### Text excerpt
That onramp ended last October and now we see reports for the first quarter of 2025 showing that about a quarter of borrowers who were required to make payments were behind during Q1. This means, among other things, that these borrowers are seeing big declines in their credit scores.
According to a report by the NY Fed, most newly delinquent borrowers already had poor credit, with scores lower than 620. But a big chunk of borrowers, about 36%, had decent scores in the 620-719 range. Unfortunately both groups saw large credit score declines that rose the higher a borrower’s score was before becoming delinquent. Those 620-719 borrowers, for example, saw an average decline of 140 points – something that has real-world implications like dropping them into subprime auto loan territory and takes a few months to a few years to recover from. The report also said most delinquent borrowers are in the south and over age 40, and more older borrowers were seriously past due at 90+ days, so they’re having a tough time.
Making matters worse for seriously delinquent borrowers is that the US Dept of Education and the US Treasury have restarted the collection process this month. This includes garnishing wages, Social Security payments, even claiming would-be tax refunds.
If you or someone you know is in this predicament, one idea is to look at your retirement savings or other investments (assuming these exist) for cash to help pay off or pay down student loan debt. Maybe you’re out of work or your taxable income is otherwise a lot lower than normal. You’ll want to talk with a tax person as well, but you could take a distribution from your account, pay the tax and perhaps also a penalty. This would hurt your savings but taking the hit might ultimately be better than paying excess interest and continuing to damage your credit score. You could also look at consolidating your debt somewhere, but that can be a nonstarter if you’re already having trouble making your payments.
Okay, the second item is the affordability of home ownership. Home ownership peaked nationally at almost 70% of the population in 2004 but the average since at least 1960 is still over 60%. It’s about 55% in California and 75% in less expensive states like South Carolina, according to the US Census Bureau. Still, affordability is at a 35-year low across the country.

### Exercise a
Write out the passage on student loan delinquency and home ownership word for word, in full.
The passage and the listing come from unrelated sources.

Pointing data excerpts:
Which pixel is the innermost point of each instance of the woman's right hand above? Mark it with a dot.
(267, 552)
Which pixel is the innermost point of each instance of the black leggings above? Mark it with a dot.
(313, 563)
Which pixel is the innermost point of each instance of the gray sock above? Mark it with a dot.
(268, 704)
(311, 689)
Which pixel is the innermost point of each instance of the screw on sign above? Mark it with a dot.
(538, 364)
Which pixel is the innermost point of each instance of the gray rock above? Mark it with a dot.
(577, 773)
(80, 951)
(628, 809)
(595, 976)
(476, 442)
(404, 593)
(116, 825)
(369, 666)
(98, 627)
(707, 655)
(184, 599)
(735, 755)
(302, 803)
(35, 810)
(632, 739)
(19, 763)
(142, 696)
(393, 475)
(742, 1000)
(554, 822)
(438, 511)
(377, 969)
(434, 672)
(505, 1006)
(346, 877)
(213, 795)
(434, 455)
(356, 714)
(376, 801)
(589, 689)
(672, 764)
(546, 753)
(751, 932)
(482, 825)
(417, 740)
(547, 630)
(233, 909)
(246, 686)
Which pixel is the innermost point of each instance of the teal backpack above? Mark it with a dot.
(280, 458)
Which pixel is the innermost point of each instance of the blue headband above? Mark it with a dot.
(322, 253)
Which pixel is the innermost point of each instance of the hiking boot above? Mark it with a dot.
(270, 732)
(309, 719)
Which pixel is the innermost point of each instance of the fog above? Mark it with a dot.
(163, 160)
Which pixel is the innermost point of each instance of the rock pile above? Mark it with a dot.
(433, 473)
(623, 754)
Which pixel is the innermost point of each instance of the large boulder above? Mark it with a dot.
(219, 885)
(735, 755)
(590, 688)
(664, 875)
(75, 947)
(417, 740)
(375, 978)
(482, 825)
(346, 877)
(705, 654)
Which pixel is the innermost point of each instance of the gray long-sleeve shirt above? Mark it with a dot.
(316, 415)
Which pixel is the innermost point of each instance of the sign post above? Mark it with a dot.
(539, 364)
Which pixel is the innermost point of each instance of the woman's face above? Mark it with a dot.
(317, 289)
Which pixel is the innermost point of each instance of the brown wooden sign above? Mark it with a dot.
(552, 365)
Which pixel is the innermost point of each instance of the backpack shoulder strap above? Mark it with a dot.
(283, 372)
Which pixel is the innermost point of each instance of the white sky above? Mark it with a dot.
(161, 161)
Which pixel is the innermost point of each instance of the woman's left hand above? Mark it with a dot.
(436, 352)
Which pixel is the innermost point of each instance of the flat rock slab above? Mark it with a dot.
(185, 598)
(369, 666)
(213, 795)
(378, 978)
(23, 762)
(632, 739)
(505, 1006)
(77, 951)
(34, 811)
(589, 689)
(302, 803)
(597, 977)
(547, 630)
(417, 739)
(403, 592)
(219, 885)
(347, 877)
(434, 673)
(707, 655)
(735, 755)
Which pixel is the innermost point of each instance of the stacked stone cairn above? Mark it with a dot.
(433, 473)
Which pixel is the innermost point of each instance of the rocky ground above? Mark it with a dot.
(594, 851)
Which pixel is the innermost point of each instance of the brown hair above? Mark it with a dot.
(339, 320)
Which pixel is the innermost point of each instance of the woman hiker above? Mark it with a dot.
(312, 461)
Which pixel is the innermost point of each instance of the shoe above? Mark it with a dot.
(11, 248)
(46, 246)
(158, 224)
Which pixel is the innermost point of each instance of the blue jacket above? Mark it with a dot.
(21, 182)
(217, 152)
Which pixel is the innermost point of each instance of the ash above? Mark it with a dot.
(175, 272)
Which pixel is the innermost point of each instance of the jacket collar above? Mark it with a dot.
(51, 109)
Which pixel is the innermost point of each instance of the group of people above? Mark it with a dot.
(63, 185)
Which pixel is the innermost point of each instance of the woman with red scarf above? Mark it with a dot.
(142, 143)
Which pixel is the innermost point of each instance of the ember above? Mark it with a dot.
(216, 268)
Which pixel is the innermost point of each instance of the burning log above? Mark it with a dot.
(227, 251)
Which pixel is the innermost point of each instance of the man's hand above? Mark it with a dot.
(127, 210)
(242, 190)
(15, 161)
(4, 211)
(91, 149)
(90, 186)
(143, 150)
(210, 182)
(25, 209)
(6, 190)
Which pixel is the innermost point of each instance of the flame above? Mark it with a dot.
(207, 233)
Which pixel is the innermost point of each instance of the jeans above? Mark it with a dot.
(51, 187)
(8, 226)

### Exercise b
Convert the lines of the listing, from the line holding "shoe above? Mark it with a dot." through the last line of the listing, inclusive, into a Markdown table with the columns n and Line. Give each line its own numbered row, and leave out blank lines.

### Written response a
That onramp ended last October and now we see reports for the first quarter of 2025 showing that about a quarter of borrowers who were required to make payments were behind during Q1. This means, among other things, that these borrowers are seeing big declines in their credit scores.
According to a report by the NY Fed, most newly delinquent borrowers already had poor credit, with scores lower than 620. But a big chunk of borrowers, about 36%, had decent scores in the 620-719 range. Unfortunately both groups saw large credit score declines that rose the higher a borrower’s score was before becoming delinquent. Those 620-719 borrowers, for example, saw an average decline of 140 points – something that has real-world implications like dropping them into subprime auto loan territory and takes a few months to a few years to recover from. The report also said most delinquent borrowers are in the south and over age 40, and more older borrowers were seriously past due at 90+ days, so they’re having a tough time.
Making matters worse for seriously delinquent borrowers is that the US Dept of Education and the US Treasury have restarted the collection process this month. This includes garnishing wages, Social Security payments, even claiming would-be tax refunds.
If you or someone you know is in this predicament, one idea is to look at your retirement savings or other investments (assuming these exist) for cash to help pay off or pay down student loan debt. Maybe you’re out of work or your taxable income is otherwise a lot lower than normal. You’ll want to talk with a tax person as well, but you could take a distribution from your account, pay the tax and perhaps also a penalty. This would hurt your savings but taking the hit might ultimately be better than paying excess interest and continuing to damage your credit score. You could also look at consolidating your debt somewhere, but that can be a nonstarter if you’re already having trouble making your payments.
Okay, the second item is the affordability of home ownership. Home ownership peaked nationally at almost 70% of the population in 2004 but the average since at least 1960 is still over 60%. It’s about 55% in California and 75% in less expensive states like South Carolina, according to the US Census Bureau. Still, affordability is at a 35-year low across the country.

### Written response b
| n | Line |
|---|---|
| 1 | Which pixel is the innermost point of each instance of the shoe above? Mark it with a dot. |
| 2 | (11, 248) |
| 3 | (46, 246) |
| 4 | (158, 224) |
| 5 | Which pixel is the innermost point of each instance of the blue jacket above? Mark it with a dot. |
| 6 | (21, 182) |
| 7 | (217, 152) |
| 8 | Which pixel is the innermost point of each instance of the ash above? Mark it with a dot. |
| 9 | (175, 272) |
| 10 | Which pixel is the innermost point of each instance of the jacket collar above? Mark it with a dot. |
| 11 | (51, 109) |
| 12 | Which pixel is the innermost point of each instance of the group of people above? Mark it with a dot. |
| 13 | (63, 185) |
| 14 | Which pixel is the innermost point of each instance of the woman with red scarf above? Mark it with a dot. |
| 15 | (142, 143) |
| 16 | Which pixel is the innermost point of each instance of the ember above? Mark it with a dot. |
| 17 | (216, 268) |
| 18 | Which pixel is the innermost point of each instance of the burning log above? Mark it with a dot. |
| 19 | (227, 251) |
| 20 | Which pixel is the innermost point of each instance of the man's hand above? Mark it with a dot. |
| 21 | (127, 210) |
| 22 | (242, 190) |
| 23 | (15, 161) |
| 24 | (4, 211) |
| 25 | (91, 149) |
| 26 | (90, 186) |
| 27 | (143, 150) |
| 28 | (210, 182) |
| 29 | (25, 209) |
| 30 | (6, 190) |
| 31 | Which pixel is the innermost point of each instance of the flame above? Mark it with a dot. |
| 32 | (207, 233) |
| 33 | Which pixel is the innermost point of each instance of the jeans above? Mark it with a dot. |
| 34 | (51, 187) |
| 35 | (8, 226) |